GIVEN DATA:
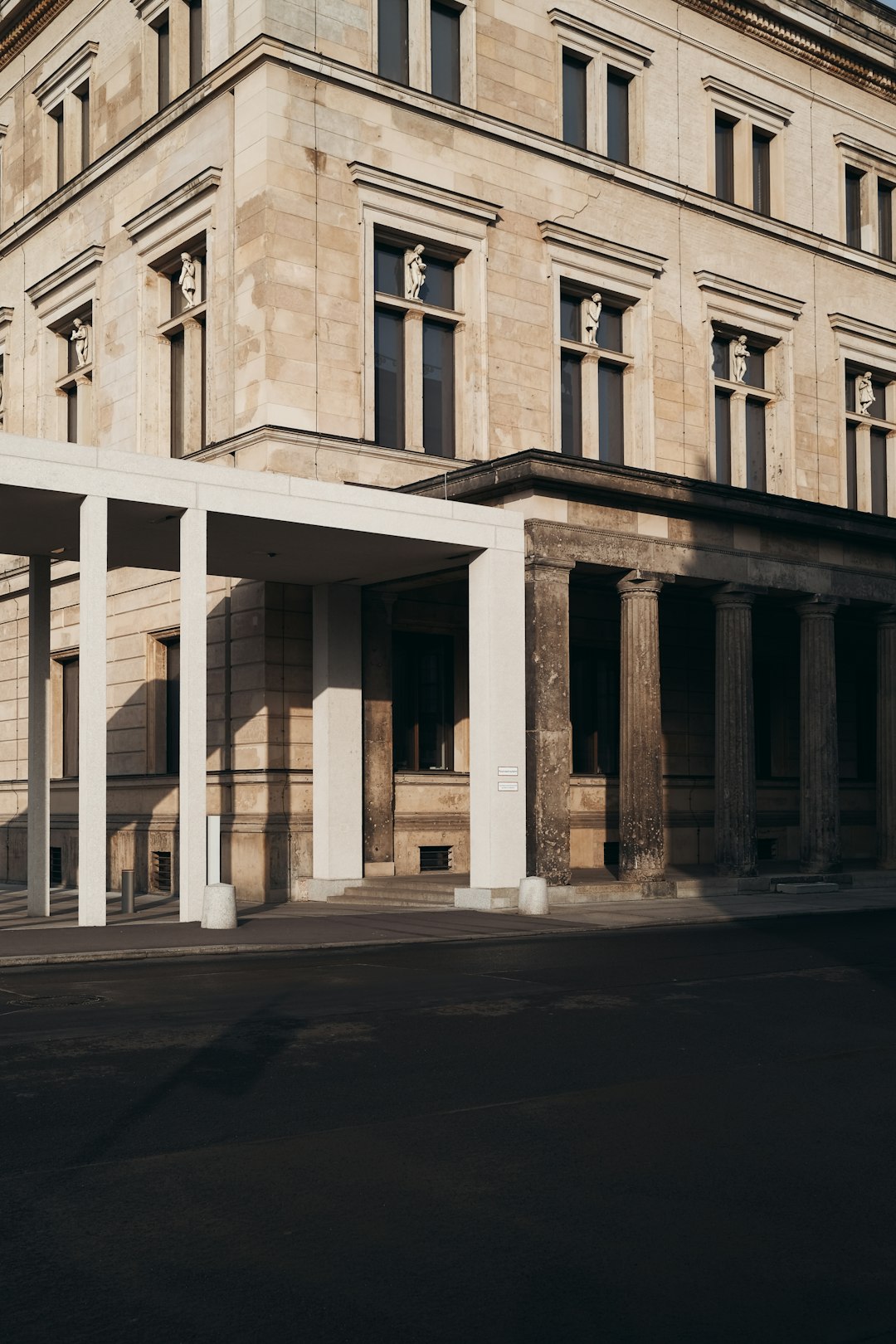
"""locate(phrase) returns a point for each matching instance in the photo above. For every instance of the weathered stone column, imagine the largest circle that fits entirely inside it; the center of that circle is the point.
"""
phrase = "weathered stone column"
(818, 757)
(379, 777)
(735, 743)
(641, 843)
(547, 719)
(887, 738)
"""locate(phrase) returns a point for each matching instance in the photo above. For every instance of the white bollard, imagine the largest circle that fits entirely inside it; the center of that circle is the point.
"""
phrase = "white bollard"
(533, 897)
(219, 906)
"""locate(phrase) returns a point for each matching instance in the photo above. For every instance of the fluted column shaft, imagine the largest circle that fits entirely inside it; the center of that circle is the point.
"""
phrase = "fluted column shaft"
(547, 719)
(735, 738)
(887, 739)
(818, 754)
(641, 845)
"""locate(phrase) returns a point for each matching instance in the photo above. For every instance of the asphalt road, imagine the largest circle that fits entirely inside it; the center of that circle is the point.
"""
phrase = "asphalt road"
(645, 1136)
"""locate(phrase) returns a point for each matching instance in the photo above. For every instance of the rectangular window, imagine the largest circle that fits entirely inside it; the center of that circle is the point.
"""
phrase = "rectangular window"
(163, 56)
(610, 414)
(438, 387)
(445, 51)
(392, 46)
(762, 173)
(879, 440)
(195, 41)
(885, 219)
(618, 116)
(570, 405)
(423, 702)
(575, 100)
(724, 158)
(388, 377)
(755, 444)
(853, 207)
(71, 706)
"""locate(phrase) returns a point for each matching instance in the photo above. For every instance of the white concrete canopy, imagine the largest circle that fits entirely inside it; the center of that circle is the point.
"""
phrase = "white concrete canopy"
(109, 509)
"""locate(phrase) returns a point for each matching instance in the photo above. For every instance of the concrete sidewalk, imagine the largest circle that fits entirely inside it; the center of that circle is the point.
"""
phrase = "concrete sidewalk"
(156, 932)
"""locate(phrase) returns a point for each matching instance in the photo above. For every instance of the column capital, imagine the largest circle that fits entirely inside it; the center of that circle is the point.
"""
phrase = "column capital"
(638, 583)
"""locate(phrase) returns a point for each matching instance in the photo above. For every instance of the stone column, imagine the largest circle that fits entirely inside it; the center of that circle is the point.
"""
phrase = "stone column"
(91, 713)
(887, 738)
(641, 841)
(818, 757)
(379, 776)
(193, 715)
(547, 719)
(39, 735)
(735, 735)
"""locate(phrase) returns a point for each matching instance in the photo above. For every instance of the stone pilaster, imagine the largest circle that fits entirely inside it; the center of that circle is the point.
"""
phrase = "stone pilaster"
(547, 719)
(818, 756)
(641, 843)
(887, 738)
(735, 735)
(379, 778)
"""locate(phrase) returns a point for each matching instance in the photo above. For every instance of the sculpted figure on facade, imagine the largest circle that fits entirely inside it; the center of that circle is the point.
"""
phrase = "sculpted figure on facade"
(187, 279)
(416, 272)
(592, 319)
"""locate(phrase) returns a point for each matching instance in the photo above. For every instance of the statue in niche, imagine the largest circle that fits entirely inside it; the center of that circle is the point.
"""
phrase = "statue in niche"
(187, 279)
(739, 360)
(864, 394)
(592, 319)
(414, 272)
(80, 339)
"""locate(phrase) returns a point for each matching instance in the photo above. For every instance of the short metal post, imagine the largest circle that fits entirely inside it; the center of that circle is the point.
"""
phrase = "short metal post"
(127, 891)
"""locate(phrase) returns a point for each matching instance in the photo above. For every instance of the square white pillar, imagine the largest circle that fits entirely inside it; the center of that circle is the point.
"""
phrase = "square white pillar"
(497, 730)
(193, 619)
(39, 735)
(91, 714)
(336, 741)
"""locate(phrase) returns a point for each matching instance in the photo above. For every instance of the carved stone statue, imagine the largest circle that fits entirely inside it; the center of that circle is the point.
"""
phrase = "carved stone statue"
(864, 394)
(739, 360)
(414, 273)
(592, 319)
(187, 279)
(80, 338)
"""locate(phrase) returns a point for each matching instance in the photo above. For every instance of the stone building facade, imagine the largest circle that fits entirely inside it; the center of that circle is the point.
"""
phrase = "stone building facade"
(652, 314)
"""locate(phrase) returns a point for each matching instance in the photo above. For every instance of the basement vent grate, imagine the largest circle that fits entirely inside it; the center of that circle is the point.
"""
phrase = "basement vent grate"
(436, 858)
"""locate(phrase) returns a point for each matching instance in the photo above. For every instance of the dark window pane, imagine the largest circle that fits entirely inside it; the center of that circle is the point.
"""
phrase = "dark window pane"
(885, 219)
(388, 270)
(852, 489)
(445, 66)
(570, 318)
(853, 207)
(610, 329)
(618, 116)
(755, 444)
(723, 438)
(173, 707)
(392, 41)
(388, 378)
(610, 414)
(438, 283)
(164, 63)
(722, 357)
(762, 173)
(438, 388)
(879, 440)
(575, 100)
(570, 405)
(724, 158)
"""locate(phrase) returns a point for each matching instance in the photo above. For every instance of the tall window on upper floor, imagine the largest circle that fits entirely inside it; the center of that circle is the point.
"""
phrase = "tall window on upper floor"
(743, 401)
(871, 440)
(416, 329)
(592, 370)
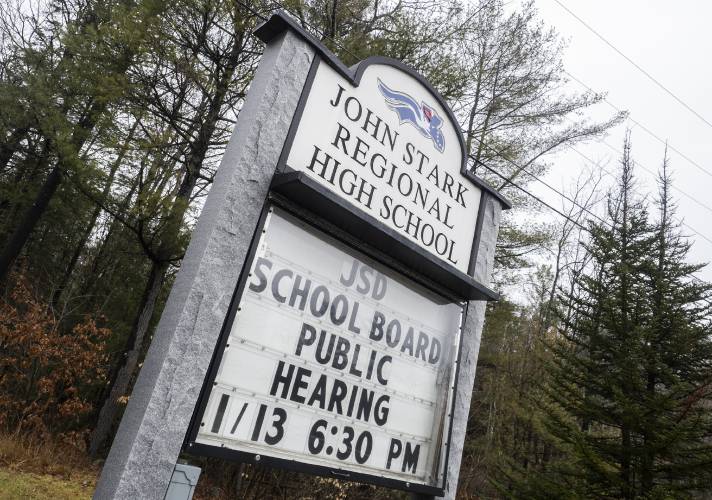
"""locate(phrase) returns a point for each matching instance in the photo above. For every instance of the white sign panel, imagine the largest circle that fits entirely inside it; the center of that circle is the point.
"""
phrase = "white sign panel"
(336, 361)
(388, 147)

---

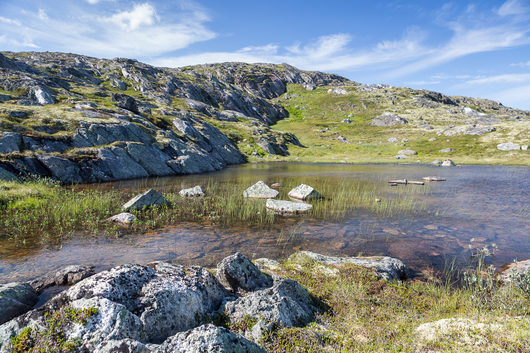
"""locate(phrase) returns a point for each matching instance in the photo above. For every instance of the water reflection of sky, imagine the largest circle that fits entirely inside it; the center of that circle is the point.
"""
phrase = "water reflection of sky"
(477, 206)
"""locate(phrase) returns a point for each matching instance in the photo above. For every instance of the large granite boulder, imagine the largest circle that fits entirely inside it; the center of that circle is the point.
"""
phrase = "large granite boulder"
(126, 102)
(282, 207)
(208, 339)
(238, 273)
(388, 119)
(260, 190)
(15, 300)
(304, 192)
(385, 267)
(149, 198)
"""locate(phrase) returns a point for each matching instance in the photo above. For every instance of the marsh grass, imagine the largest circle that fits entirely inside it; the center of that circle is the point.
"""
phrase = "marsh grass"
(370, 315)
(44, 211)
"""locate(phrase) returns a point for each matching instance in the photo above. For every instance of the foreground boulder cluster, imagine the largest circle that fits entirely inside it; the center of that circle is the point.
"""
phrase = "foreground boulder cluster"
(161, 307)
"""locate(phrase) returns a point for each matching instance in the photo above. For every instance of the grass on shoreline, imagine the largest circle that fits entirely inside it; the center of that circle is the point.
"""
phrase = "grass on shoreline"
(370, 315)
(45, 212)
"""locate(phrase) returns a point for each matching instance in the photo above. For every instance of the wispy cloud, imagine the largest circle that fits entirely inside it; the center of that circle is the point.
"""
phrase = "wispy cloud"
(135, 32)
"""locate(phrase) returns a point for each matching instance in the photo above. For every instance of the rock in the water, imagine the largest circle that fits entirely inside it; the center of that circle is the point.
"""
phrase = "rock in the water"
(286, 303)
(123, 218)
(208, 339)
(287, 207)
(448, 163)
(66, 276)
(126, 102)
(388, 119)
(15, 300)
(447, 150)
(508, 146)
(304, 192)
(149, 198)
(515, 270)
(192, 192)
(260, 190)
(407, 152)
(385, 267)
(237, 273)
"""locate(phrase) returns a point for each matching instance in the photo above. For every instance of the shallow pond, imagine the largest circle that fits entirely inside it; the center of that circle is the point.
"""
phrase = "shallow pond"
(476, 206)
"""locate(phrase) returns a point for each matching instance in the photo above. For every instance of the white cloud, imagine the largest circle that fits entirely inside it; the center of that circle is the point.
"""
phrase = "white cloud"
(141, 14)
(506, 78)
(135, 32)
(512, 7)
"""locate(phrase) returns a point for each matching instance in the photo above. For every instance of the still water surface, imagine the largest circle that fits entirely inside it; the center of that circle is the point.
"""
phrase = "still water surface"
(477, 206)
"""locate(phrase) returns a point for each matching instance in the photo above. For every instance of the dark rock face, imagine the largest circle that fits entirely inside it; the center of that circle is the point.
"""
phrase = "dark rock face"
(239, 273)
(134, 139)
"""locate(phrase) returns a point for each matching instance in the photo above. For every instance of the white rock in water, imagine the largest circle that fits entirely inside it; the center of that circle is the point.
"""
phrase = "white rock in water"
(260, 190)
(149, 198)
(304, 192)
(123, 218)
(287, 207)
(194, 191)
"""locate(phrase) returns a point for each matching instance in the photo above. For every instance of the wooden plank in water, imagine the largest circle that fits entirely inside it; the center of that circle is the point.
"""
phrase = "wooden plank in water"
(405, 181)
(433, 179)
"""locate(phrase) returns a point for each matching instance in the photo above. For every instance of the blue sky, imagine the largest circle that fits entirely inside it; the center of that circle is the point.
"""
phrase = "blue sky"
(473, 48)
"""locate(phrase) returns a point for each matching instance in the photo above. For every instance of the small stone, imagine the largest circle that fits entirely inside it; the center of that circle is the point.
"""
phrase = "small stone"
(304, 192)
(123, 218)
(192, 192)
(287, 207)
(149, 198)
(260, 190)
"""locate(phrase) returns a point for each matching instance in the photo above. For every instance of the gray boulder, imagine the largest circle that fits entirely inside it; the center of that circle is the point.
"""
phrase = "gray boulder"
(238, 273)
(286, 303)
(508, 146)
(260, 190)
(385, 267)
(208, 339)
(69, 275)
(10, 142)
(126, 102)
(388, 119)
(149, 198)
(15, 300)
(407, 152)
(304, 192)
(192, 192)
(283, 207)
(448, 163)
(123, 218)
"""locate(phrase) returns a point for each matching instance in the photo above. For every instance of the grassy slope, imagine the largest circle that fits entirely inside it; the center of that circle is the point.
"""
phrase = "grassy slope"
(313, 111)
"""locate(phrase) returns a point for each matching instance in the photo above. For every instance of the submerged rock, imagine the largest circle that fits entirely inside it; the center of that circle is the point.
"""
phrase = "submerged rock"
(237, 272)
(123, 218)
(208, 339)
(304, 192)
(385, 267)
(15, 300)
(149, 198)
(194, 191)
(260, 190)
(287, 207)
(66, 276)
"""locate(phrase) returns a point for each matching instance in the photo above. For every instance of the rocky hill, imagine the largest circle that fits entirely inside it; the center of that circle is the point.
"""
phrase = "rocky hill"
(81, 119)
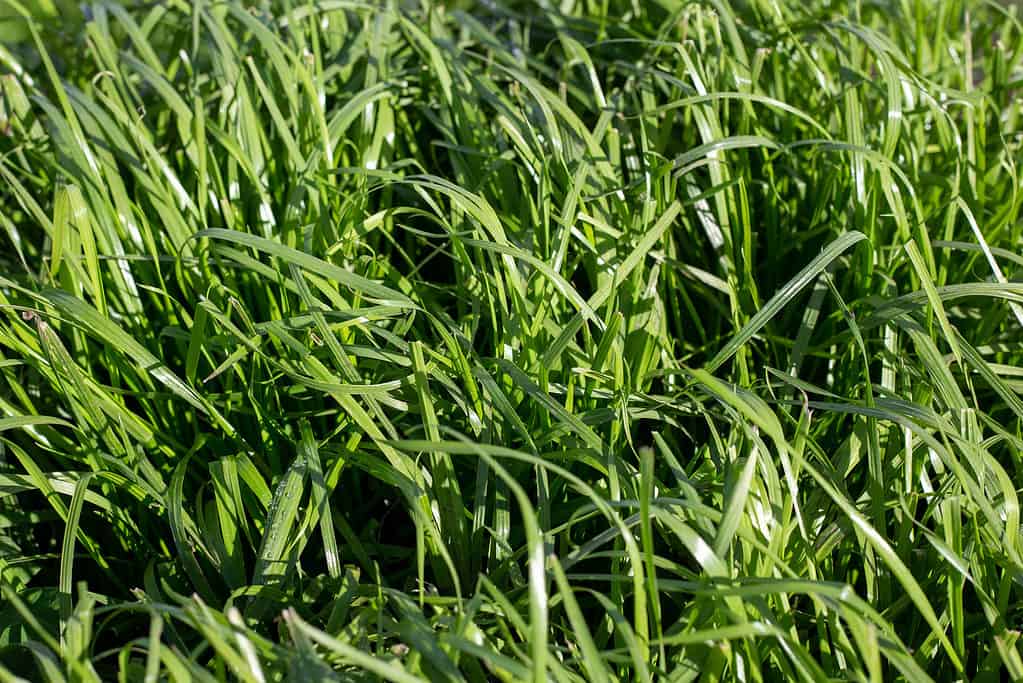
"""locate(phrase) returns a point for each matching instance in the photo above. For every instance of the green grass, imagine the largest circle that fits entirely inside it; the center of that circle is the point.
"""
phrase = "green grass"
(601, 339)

PROBLEM TO SOLVE:
Return each line above that contains the word "building", copied in full. Case counts, so only lines with an exact match belong.

RESPONSE FOR THIS EXERCISE:
"""locate(phrase) returns a point for each matching instance in the photo above. For every instance of the stone building facade, imagine the largest circle that fits entirely inside it; the center of that circle is the point.
phrase = "stone building facade"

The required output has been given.